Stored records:
-------

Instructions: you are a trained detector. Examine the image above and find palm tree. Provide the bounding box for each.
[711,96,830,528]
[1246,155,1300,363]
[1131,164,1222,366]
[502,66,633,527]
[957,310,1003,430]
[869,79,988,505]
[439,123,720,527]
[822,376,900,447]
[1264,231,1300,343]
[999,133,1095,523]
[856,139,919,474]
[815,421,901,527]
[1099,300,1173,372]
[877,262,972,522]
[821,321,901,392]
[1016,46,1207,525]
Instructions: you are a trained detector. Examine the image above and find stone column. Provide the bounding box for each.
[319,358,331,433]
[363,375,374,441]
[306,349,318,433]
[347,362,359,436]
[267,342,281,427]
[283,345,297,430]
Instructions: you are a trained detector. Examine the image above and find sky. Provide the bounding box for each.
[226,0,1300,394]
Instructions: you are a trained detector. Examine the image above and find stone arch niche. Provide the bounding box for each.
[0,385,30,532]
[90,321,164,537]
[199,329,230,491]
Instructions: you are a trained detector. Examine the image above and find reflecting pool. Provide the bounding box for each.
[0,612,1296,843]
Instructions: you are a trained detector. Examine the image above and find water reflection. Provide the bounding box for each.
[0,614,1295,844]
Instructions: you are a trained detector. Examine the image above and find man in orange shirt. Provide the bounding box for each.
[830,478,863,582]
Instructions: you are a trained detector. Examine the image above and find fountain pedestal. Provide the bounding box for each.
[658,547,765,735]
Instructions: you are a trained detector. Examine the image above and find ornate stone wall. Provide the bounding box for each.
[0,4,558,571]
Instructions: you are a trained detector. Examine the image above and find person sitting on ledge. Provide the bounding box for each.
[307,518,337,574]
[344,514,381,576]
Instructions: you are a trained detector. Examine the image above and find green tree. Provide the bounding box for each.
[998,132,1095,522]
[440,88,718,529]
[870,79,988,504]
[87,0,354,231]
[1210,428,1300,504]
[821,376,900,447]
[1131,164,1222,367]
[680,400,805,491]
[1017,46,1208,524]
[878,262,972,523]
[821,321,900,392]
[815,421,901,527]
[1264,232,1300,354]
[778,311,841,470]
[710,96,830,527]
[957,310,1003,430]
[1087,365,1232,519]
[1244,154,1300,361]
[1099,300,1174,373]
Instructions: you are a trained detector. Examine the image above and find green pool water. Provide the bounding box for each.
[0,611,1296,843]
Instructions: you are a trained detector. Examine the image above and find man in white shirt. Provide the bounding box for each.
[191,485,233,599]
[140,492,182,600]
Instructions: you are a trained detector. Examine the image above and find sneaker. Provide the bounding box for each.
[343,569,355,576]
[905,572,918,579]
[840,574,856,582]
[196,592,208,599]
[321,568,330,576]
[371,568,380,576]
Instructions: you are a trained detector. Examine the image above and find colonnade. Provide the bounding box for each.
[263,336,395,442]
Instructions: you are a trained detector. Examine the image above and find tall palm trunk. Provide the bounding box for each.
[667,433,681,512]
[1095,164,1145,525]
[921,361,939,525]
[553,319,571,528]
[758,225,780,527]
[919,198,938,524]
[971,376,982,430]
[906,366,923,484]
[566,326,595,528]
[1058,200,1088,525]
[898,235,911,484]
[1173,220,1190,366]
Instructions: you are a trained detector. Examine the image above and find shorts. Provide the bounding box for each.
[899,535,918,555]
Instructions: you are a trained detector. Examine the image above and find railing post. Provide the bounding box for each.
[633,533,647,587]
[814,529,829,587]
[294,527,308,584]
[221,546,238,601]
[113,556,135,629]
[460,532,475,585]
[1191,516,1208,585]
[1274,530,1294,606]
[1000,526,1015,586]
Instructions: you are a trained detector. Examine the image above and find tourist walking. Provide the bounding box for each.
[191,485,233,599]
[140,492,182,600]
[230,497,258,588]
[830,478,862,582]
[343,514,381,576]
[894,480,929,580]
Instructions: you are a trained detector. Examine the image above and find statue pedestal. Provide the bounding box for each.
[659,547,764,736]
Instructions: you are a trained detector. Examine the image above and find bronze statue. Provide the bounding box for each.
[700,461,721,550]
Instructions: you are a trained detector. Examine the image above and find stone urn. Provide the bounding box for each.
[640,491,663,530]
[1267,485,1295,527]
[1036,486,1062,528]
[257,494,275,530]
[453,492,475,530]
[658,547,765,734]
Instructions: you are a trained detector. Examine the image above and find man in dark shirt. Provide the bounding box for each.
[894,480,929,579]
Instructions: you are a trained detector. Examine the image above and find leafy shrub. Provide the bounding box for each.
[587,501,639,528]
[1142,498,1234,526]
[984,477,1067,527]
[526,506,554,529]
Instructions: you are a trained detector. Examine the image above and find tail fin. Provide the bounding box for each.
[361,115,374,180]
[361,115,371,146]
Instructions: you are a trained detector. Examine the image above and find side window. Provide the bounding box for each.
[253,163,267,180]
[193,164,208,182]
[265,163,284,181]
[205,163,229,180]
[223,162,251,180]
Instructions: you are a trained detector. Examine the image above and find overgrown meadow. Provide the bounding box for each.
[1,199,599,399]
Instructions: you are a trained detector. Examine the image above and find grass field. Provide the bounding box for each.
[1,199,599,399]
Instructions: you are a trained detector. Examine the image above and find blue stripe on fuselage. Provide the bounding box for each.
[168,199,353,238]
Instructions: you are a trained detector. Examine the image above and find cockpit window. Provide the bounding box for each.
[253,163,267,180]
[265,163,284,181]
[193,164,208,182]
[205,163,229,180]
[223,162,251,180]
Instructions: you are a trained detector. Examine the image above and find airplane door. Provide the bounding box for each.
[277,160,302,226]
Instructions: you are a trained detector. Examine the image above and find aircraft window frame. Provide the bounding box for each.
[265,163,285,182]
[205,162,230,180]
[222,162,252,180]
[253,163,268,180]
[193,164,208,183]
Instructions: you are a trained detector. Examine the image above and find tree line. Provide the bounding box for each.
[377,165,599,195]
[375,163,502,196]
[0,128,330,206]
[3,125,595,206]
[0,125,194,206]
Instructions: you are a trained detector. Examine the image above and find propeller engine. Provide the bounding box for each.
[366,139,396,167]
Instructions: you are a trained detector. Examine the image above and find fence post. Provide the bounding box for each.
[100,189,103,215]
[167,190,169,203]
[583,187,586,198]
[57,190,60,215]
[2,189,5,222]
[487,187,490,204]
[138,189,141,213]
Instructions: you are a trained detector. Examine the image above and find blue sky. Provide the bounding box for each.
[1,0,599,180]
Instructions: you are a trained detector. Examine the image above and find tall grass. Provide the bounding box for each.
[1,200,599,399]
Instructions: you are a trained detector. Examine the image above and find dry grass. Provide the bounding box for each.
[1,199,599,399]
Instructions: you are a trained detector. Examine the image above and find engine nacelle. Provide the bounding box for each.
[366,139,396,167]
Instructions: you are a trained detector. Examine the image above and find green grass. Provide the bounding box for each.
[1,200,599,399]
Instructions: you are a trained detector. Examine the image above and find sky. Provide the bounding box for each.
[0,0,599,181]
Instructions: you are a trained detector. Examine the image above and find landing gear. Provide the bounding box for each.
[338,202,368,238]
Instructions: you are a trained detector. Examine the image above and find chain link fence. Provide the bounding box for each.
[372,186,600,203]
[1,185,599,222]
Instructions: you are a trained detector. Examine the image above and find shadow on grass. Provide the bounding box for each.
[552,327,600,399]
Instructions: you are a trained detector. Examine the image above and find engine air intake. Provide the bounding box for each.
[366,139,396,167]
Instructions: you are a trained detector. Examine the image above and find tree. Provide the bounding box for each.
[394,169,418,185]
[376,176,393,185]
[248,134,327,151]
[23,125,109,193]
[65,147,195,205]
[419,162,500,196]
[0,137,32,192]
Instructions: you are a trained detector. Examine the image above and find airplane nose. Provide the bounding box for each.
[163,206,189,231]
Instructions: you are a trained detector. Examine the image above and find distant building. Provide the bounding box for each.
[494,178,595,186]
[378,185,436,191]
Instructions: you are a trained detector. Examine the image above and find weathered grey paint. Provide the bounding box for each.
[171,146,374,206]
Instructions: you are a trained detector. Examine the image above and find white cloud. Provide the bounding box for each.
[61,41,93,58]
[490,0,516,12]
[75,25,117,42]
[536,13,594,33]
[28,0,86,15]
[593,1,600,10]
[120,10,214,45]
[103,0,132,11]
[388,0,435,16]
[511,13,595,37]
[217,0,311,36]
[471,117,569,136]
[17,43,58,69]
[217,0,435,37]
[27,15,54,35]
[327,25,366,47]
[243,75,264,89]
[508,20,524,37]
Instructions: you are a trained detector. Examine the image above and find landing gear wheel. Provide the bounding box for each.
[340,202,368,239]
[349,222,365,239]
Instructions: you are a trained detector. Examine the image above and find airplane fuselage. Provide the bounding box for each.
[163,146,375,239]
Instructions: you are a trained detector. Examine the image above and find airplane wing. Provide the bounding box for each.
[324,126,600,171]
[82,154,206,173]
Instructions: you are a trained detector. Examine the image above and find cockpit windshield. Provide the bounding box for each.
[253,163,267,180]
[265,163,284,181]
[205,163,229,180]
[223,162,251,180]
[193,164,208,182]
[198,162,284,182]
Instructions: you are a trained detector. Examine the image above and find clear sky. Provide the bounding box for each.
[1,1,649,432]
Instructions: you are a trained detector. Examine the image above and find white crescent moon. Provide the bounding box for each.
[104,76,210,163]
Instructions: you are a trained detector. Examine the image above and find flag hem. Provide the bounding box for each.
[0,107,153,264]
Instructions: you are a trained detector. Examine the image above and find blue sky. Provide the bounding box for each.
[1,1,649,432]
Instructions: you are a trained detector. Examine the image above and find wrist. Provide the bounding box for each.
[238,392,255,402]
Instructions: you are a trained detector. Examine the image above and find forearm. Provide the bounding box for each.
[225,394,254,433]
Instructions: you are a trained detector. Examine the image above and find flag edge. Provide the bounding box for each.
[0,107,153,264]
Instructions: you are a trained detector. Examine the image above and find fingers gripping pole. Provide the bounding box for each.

-------

▶ **AIM OF THE EXERCISE**
Exactly and exclusively, repeat the lines from the line that contains "clear sky. Provide the bounding box for each." through the end of the records, both ends included.

▶ **TASK RESULT**
Instructions: you are a trained detector. Examine the image above and find clear sky. Provide the bounding box for each.
[1,1,649,432]
Instructions: you are a trained detector. Examine the image above and find white crescent moon. Provide the bounding box for each.
[104,76,210,163]
Instructions: you are a trained detector. Examine the image above and find flag hem. Provide the bounding box for each.
[0,107,153,264]
Instructions: you are a trained detector. Examine the image above and find blue sky. Provide the bounding box for each.
[1,1,649,432]
Instructions: you are a trained detector. Examine the image above and find wrist. Provide the bounding box for each.
[238,392,255,402]
Instructions: you are a trained detector. Examine the image above and find forearm. Provide the bounding box for each.
[225,394,254,433]
Instructions: you are a trained detector. Examine the image above and find flag edge. Provide the bounding box for each.
[0,107,153,264]
Instructions: you are a trained detector. Examine the image above and find fingers gripping pole. Provide the bounding box for each.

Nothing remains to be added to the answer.